■ **GIVEN REQUEST**
Repeat the rows below word for word, starting with the line that contains "[trace] every instance of the framed" and continuing through the last line of the rows.

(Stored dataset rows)
^^^^^^^^^^^^^^^^

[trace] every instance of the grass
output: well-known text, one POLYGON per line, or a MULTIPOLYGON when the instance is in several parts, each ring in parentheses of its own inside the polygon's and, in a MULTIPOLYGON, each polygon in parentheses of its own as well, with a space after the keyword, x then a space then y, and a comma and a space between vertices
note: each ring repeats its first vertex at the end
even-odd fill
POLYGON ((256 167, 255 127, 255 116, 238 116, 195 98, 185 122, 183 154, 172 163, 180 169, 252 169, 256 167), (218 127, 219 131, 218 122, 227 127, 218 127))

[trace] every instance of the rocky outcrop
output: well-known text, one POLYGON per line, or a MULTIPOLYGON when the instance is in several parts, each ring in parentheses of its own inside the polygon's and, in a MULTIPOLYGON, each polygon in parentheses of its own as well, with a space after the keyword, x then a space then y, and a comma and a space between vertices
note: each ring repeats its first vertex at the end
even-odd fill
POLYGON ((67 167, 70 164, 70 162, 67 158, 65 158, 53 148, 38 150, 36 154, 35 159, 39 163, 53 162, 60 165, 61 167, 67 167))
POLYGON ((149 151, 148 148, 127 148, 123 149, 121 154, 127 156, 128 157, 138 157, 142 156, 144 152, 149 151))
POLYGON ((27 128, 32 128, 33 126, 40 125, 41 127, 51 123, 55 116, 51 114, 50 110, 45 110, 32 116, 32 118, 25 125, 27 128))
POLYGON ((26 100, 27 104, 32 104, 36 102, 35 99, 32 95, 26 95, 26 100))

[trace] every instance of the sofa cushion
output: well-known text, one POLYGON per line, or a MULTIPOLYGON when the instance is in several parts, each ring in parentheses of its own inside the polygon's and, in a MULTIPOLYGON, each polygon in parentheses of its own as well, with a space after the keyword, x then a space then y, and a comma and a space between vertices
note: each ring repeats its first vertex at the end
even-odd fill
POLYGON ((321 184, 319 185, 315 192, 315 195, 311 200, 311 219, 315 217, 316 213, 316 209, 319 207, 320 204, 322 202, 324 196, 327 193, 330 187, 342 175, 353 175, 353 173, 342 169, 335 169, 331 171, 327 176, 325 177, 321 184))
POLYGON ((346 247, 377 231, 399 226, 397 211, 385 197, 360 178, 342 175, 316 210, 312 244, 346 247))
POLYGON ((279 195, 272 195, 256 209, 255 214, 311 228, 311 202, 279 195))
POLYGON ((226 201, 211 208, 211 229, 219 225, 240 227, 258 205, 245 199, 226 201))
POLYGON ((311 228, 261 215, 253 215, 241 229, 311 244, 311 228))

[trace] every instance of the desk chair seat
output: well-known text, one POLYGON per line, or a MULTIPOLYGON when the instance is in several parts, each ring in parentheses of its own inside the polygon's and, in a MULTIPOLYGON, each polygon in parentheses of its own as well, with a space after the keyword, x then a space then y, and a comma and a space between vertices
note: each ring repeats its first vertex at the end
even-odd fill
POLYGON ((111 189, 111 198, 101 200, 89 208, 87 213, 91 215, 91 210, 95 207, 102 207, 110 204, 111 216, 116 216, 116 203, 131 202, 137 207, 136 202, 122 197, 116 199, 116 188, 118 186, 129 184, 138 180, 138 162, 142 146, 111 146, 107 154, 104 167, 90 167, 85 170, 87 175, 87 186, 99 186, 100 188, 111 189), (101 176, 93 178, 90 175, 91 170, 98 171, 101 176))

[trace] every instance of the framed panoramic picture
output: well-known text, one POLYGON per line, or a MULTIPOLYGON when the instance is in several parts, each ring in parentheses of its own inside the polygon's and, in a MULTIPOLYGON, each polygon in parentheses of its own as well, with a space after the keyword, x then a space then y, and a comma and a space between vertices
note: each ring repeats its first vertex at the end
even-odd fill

^^^^^^^^^^^^^^^^

■ **RESULT FOR THIS TASK**
[trace] every instance of the framed panoramic picture
output: well-known text, one POLYGON per line, or a MULTIPOLYGON when the instance is in several parts, each ring in parentheses of its own inside the polygon's and, in a MULTIPOLYGON, each polygon in parentheses of its own as well, with a space after the keyword, x then a space then y, and a comma and a space between vertices
note: each ring repeats its first vertex at the end
even-odd fill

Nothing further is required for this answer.